- [SOURCE]:
=-=-=

If USCIS has denied your I-140 petition, you are undeniably asking yourself whether anything can be done to save your immigration case. In this blog, we outline the options that may be available to you after an I-140 denial.
Your next steps and legal remedies will depend on who filed the I-140 petition. If the petition was filed by your prospective or current employer, the I-140 petition belongs to the petitioning employer, and it will be up to them to decide which of the below options to pursue. If you filed an I-140 in a category that permits self-petitioning, such as EB-1A, the I-140 petition, and the decisions about what steps to take after a denial, will remain with you.
File a Motion to Reconsider or Motion to Reopen
If you have received a denial of your I-140 petition, your denial notice will advise you of your right to file a Motion to Reconsider or Motion to Reopen on Form I-290B within 33 days.
If you believe that your I-140 denial was based on an incorrect application of the law, you may submit a Motion to Reconsider. In support of your Motion to Reconsider, you should submit a legal brief, citing to the relevant authorities and explaining how the decision was legally wrong. The Motion to Reconsider is not the correct vehicle to cure a deficient filing. It is also not the time to submit new substantive evidence that should have been included with the I-140 petition at the time of filing.
A Motion to Reopen asks USCIS to reopen the case because new facts that would establish eligibility at the time of filing of the I-140 have come to light. Like the Motion to Reconsider, this is not an opportunity to merely restate the facts and arguments already included in the denied case. You must support a Motion to Reopen with evidence of new facts that show you were eligible for the I-140 classification at the time of filing.
In practice, USCIS rarely overturns its own decisions. Therefore, filing a Motion to Reconsider or Motion to Reopen is not always a wise option, especially when you consider the hefty filing fee of $675.00 and the long processing times. It often takes 6 months or more to receive a decision on a Motion to Reopen or Motion to Reconsider, and there is no Premium Processing (expedite) option associated with the I-290B.
Re-file the Case with Better Evidence
The second option to consider if your I-140 Petition has been denied is re-filing the case. When you receive a denial on your I-140, the decision includes detailed information about why your case was denied. It will discuss why evidence you submitted was not sufficient or why you are not legally eligible for the category of immigration you are seeking.
If a review of the denial with your immigration attorney reveals that you can cure the problems identified in your denial, re-fling the case may be worthwhile. Strategies involved in a re-filing case may include:
- Adding new evidence, which was not previously available, but that helps establish eligibility;
- Making legal arguments in the legal brief or attorney cover letter that directly address the points in the denial; or
- Presenting the existing evidence in a new and better light.

=-=-=

- [DATA IN THIS EXERCISE]:
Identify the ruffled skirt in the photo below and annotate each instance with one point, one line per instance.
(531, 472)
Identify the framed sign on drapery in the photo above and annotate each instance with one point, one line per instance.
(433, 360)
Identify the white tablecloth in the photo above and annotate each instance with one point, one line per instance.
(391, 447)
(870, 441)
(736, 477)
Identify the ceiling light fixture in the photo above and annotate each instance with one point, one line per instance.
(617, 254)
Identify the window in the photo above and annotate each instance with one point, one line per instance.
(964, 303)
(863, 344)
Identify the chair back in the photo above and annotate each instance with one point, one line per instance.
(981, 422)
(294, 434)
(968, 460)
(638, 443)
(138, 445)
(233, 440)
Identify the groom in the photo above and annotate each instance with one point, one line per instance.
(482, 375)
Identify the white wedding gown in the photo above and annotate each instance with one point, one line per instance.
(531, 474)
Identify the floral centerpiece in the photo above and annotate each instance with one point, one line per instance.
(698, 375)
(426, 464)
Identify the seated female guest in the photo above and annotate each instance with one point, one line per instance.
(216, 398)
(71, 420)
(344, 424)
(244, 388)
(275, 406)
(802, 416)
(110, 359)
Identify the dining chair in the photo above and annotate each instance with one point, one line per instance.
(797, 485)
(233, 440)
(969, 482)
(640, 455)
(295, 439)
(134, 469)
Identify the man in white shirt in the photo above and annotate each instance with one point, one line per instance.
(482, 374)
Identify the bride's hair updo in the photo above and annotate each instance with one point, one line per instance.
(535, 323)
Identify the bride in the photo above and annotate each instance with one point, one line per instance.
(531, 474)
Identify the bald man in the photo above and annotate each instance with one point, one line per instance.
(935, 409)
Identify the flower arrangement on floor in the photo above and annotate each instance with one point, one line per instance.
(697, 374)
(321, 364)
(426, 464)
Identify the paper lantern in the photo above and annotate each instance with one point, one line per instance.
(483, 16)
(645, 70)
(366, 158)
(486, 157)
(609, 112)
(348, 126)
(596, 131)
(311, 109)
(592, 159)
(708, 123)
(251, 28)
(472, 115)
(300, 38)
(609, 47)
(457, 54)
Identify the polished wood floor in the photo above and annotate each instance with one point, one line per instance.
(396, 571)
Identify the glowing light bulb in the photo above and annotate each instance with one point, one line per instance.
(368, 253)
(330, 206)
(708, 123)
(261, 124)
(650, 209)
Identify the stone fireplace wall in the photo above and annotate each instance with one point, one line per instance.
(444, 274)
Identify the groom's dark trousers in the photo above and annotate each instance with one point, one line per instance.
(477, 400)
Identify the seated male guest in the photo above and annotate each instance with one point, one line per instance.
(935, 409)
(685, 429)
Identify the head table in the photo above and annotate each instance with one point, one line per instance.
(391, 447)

=-=-=

- [PARTS OF THE EXERCISE]:
1. From the I-140 article, list the strategies it gives for a re-filing case.
2. In the entries, rewrite the part that opens with the line containing "Identify the groom's" and runs through the end of the entries, replacing "head table" with "main table". Leave everything else unchanged.

- [PROBLEM SOLUTIONS]:
1.
- Adding new evidence, which was not previously available, but that helps establish eligibility
- Making legal arguments in the legal brief or attorney cover letter that directly address the points in the denial
- Presenting the existing evidence in a new and better light

2.
Identify the groom's dark trousers in the photo above and annotate each instance with one point, one line per instance.
(477, 400)
Identify the seated male guest in the photo above and annotate each instance with one point, one line per instance.
(935, 409)
(685, 429)
Identify the main table in the photo above and annotate each instance with one point, one line per instance.
(391, 447)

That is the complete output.